• [INPUT RECORDS]:
+===+

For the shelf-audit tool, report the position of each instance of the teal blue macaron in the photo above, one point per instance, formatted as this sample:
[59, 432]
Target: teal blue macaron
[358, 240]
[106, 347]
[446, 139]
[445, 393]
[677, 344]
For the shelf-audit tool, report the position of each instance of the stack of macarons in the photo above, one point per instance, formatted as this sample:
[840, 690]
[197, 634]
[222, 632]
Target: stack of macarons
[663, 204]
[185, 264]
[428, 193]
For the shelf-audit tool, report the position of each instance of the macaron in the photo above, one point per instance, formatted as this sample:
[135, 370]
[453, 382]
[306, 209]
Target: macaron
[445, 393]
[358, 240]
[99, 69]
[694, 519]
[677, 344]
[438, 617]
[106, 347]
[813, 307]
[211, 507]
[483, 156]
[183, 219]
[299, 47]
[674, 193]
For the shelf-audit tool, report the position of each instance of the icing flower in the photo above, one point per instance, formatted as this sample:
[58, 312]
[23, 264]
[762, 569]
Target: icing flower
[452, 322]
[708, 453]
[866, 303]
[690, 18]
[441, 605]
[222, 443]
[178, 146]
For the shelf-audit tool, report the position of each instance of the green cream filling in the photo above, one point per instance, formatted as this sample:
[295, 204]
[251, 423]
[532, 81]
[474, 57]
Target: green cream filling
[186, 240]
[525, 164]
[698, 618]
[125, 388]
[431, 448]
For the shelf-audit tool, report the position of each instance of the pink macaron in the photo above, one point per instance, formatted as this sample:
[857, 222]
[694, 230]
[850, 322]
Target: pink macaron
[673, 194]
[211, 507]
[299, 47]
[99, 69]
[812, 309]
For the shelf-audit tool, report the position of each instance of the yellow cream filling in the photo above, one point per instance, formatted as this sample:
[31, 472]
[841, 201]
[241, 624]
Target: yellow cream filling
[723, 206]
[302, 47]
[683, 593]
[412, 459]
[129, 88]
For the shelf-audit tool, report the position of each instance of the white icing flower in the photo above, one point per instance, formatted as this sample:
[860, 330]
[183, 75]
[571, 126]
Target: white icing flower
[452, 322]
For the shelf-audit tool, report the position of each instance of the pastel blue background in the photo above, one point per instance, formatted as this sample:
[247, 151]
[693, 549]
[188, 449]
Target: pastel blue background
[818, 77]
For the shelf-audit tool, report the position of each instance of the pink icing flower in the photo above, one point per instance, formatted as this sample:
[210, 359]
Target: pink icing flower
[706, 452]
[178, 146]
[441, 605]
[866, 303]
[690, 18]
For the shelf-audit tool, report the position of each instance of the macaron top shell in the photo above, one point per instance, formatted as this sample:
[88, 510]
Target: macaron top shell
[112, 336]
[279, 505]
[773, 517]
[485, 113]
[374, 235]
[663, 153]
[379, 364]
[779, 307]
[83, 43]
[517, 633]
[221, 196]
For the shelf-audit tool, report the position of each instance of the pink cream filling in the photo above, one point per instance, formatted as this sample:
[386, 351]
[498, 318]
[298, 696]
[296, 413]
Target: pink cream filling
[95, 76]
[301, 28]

+===+

• [TASK]: Repeat the material above word for word, from the line with "the macaron top" up to and including the last line of the material.

• [WRITTEN REPLY]:
For the shelf-audit tool, report the position of each instance of the macaron top shell in the photo above, one point per instance, formatted as this sample:
[88, 510]
Target: macaron top shell
[112, 336]
[279, 505]
[773, 517]
[485, 113]
[374, 235]
[663, 153]
[379, 364]
[779, 307]
[83, 43]
[517, 633]
[221, 196]
For the shelf-audit tool, report the position of each instance of the pink cream filling in the photo above, one point per instance, formatted as this sample:
[386, 351]
[498, 318]
[298, 696]
[296, 413]
Target: pink cream filling
[95, 76]
[301, 28]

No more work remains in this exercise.